__Exercise__.
Reproduce the stretch of the biography from "She wrote her" through "in global issues." word for word.
START Document passage
Maria A.
May lives in Dhaka, Bangladesh. She is a senior program manager for Social Innovation Lab and Microfinance Programme at BRAC.
In 2011, she went to Dhaka to co-author Making Tuberculosis
History: Community-based Solutions for Millions, with the BRAC Health Programme. Prior to that, she spent three years working with Harvard’s Global Health Delivery
Project with
a particular focus on strategy and scale. She co-authored several teaching cases and academic articles (see all publications).
Maria grew up in southern California and North Carolina. Her interest in social issues began early. Her grandmother, who taught English as a second language at a local middle school, urged her to volunteer in the classroom during spring breaks and free periods. By the time she left for college, Maria had developed a deep commitment to social justice and education. While studying at Harvard College, she quickly became involved in programs to teach science to 4th graders and tutoring inmates at a juvenile detention. After an incident with dry ice and a champagne bottle put a hole in the elementary school's ceiling, she realized that perhaps she wasn't cut out to be a teacher.
Working with juvenile offenders further exposed Maria to the complexities of poverty and well being. She changed her major from statistics to sociology and become more involved in other types of public interest work. She spent two summers working in Chicago, with the Juvenile Protection Agency, the Special Crimes Division at the State Attorney's Office, and University of Chicago. The New York Academy of Medicine offered her an internship her junior year; she took a semester off and learned about urban health issues by walking door-to-door for a vaccination campaign in the Bronx, researching mental health and substance issues, and assisting in other projects.
She wrote her thesis on mothers with HIV in Chicago who had interacted with children protection services, examining their lives and making policy recommendations on how to improve their health outcomes. It received high honors and a nomination for the university's 2006 Ethnic Studies Prize. After graduating in 2006, she moved back to New York for a fellowship with at the State Health Department in their AIDS Institute, National Quality Institute. One of her assignments was to visit HIV clinics and write about effective programs. A year later she transitioned to the Global Health Delivery Project as a full-time case writer, to combine this type of work with a growing interest in global issues.
Throughout her life, Maria has loved traveling. Some of her earliest memories are from Mexico, where she traveled many times with her parents as a child and young adult. She grew up speaking English and Spanish and has traveled extensively through Latin America. Most recently she went to Colombia and fell in love with Cabo de la Vela. She briefly taught English in China, and traveled around Africa and South Asia while working for Harvard. In fact, she came to Bangladesh in 2007 for a few weeks to write a case study on BRAC. Little did she know how important that trip would be! Maria remains very passionate about social justice in the United States, and for the past three years has worked remotely with Teach with Stories, a community-based, prenatal care program for Latinas in North Carolina. In 2012 and 2013, she also consulted for the Harvard South Asia Institute on its activities in Bangladesh.
Maria loves to write and is happy to have this space to express her thoughts on development as an individual. The views here are not endorsed by BRAC or any other institution.
END Document passage
START Supplied information
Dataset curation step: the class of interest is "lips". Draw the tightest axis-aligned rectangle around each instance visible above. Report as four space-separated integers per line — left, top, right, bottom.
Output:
END Supplied information
__Response area__.
She wrote her thesis on mothers with HIV in Chicago who had interacted with children protection services, examining their lives and making policy recommendations on how to improve their health outcomes. It received high honors and a nomination for the university's 2006 Ethnic Studies Prize. After graduating in 2006, she moved back to New York for a fellowship with at the State Health Department in their AIDS Institute, National Quality Institute. One of her assignments was to visit HIV clinics and write about effective programs. A year later she transitioned to the Global Health Delivery Project as a full-time case writer, to combine this type of work with a growing interest in global issues.